A embaixada da Ucrânia quer interditar a difusão de um documentário. Estamos de volta à URSS? – por Marc Cohen

Falareconomia1

Selecção e tradução de Júlio Marques Mota

 

A embaixada da Ucrânia quer interditar a difusão de um documentário
Estamos de volta à URSS?

Marc Cohen, Revista Causeur

Activists of Maidan self-defence watch a backhoe loader tractor of the communal services remove opposition barricades on Grushevsky street in order to allow limited car traffic in accordance with an arrangement between anti-government opposition and the Ukrainian powers, in Kiev, on February 16, 2014./SIPA_sipa.10/Credit:FRANCESCA VOLPI/SIPA/1402171351

Esta noite Canal+ deveria difundir no âmbito da série “Especial-investigação” um documentário de Paul Moreira que evoca a questão muito controversa do papel das milícias neonazis na Ucrânia, antes, durante e após os acontecimentos na praça Maïdan. Utilizei o condicional “deveria” porque intensas pressões são exercidas actualmente sobre a cadeia de televisão para que esta desprograme pura e simplesmente o documentário de Moreira.

Num comunicado oficial, a embaixada critica violentamente o realizador que, certamente, “dá ao espectador uma representação travestida e enganadora da situação na Ucrânia.”

Em virtude de que, explica a embaixada de Ucrânia, “a versão do director de realização Moreira sobre os acontecimentos na Ucrânia, incluindo a anexação ilegal da Crimeia, é uma suave música aos ouvidos dos partidários das teorias da conspiração e dos propagandistas pró-russos. Isto faz desta reportagem um panfleto ao nível das piores tradições de desinformação.”

▶ **ENUNCIADO A**
Recolha todas as linhas dos registos que contêm a cadeia "blonde", tendo em conta a distinção entre maiúsculas e minúsculas.

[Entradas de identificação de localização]
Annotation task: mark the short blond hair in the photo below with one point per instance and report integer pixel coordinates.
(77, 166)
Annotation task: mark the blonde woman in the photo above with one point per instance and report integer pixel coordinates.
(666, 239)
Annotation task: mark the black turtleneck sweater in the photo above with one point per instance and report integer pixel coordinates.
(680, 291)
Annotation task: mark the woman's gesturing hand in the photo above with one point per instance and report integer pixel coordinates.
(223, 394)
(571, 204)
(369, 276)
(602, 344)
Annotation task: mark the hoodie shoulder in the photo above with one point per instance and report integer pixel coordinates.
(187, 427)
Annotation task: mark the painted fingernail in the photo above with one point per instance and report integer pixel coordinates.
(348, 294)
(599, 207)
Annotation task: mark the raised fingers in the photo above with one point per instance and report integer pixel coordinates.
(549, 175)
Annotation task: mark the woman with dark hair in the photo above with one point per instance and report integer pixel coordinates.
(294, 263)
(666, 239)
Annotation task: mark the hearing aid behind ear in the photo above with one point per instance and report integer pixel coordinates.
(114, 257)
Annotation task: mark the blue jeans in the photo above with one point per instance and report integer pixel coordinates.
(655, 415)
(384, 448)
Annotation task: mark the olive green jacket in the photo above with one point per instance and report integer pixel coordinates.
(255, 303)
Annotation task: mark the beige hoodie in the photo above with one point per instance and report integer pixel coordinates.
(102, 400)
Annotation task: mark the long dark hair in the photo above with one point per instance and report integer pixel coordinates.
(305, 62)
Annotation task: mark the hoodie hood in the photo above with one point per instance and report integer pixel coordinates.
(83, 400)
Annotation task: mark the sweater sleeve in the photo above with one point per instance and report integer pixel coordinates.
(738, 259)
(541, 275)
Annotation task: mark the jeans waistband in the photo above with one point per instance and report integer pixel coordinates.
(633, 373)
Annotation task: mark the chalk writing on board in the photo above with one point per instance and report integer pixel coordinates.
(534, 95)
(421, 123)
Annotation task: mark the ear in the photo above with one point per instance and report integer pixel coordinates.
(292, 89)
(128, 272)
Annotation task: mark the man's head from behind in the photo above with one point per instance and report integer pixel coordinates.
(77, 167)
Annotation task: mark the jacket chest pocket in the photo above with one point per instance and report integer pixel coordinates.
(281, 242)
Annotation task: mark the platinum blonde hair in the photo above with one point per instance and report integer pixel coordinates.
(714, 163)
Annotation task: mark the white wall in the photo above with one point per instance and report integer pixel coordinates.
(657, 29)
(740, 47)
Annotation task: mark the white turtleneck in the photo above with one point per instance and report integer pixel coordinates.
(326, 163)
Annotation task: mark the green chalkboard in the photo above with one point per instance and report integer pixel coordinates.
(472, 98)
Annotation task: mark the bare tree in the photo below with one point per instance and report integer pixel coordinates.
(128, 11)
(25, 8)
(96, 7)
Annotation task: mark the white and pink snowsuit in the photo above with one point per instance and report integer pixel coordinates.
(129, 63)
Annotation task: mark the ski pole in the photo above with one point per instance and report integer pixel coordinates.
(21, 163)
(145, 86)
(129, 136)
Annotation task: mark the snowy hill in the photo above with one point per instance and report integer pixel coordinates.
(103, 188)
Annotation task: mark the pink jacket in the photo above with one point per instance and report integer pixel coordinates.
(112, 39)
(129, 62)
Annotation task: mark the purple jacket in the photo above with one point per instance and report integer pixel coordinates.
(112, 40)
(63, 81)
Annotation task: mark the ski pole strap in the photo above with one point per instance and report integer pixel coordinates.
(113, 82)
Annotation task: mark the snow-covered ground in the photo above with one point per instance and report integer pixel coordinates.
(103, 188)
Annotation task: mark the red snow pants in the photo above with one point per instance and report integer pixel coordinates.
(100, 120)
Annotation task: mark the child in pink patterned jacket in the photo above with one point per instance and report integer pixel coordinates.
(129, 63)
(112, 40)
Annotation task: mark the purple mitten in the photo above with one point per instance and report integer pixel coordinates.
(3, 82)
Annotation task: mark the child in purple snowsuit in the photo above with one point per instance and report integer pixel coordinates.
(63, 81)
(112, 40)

▶ **ENUNCIADO B**
Resuma o excerto sobre o documentário de Paul Moreira em três frases.

▶ **RESULTADO DO EXERCÍCIO A**
Annotation task: mark the blonde woman in the photo above with one point per instance and report integer pixel coordinates.
Annotation task: mark the platinum blonde hair in the photo above with one point per instance and report integer pixel coordinates.

▶ **RESULTADO DO EXERCÍCIO B**
O Canal+ deveria difundir, na série "Especial-investigação", um documentário de Paul Moreira sobre o papel das milícias neonazis na Ucrânia antes, durante e após os acontecimentos na praça Maïdan. A cadeia de televisão está a sofrer intensas pressões para desprogramar o documentário. Num comunicado oficial, a embaixada da Ucrânia critica o realizador por dar uma representação travestida e enganadora da situação e considera a reportagem um panfleto ao nível das piores tradições de desinformação.